--- START DATA SECTION ---

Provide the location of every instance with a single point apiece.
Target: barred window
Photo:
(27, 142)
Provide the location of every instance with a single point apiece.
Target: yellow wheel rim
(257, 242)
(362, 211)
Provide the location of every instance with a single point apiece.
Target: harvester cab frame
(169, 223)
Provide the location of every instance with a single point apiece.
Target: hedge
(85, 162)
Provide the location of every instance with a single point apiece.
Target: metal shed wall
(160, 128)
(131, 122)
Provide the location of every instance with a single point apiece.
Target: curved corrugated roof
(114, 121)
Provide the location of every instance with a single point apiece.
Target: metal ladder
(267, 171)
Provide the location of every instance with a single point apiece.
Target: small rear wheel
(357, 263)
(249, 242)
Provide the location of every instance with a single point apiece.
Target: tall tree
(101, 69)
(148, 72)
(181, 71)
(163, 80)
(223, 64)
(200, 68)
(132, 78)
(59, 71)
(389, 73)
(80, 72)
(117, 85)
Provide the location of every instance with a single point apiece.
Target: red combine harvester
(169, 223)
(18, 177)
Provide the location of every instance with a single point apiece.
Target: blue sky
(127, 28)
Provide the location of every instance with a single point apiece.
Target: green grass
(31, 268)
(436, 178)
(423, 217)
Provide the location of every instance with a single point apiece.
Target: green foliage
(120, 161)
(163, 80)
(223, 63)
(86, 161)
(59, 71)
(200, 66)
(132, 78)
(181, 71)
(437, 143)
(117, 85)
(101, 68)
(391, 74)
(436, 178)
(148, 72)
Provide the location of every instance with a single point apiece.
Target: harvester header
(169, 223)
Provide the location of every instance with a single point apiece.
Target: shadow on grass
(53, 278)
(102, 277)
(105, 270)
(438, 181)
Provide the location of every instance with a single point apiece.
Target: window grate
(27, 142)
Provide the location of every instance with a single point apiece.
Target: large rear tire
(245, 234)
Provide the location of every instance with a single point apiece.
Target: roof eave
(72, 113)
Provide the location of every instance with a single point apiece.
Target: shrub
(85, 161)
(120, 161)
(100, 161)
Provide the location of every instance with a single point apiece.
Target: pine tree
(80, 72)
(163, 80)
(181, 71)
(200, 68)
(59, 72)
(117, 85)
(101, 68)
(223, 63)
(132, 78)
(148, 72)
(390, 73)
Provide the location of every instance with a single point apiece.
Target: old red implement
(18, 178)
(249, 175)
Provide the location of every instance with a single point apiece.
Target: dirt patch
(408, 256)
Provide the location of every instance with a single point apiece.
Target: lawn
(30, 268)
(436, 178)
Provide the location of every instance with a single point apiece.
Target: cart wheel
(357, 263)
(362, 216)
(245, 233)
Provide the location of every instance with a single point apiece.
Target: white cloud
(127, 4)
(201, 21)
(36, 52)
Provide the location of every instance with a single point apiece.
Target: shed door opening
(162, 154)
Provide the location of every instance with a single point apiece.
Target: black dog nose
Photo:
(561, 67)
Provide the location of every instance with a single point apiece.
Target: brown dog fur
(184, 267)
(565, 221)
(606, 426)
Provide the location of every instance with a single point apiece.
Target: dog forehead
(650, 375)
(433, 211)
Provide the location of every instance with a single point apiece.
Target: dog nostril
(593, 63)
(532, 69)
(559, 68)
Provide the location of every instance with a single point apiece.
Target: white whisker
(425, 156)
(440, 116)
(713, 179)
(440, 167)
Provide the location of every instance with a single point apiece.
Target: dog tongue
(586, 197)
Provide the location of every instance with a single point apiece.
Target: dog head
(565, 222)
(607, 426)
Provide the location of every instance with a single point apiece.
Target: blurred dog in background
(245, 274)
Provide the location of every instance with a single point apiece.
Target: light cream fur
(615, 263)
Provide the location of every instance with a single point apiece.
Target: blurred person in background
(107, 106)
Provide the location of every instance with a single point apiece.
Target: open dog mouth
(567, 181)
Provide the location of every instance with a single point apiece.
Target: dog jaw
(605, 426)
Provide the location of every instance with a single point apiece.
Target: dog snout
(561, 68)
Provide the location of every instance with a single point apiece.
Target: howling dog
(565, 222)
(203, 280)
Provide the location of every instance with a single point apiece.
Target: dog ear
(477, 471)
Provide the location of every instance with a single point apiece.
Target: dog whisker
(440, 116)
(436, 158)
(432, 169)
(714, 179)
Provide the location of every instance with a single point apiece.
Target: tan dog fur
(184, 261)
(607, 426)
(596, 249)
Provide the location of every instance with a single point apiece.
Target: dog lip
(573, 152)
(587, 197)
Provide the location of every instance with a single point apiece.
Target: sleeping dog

--- END DATA SECTION ---

- JOB -
Count the lines above that contain the word "blurred" and give only that number.

- COMPLETE RESPONSE -
2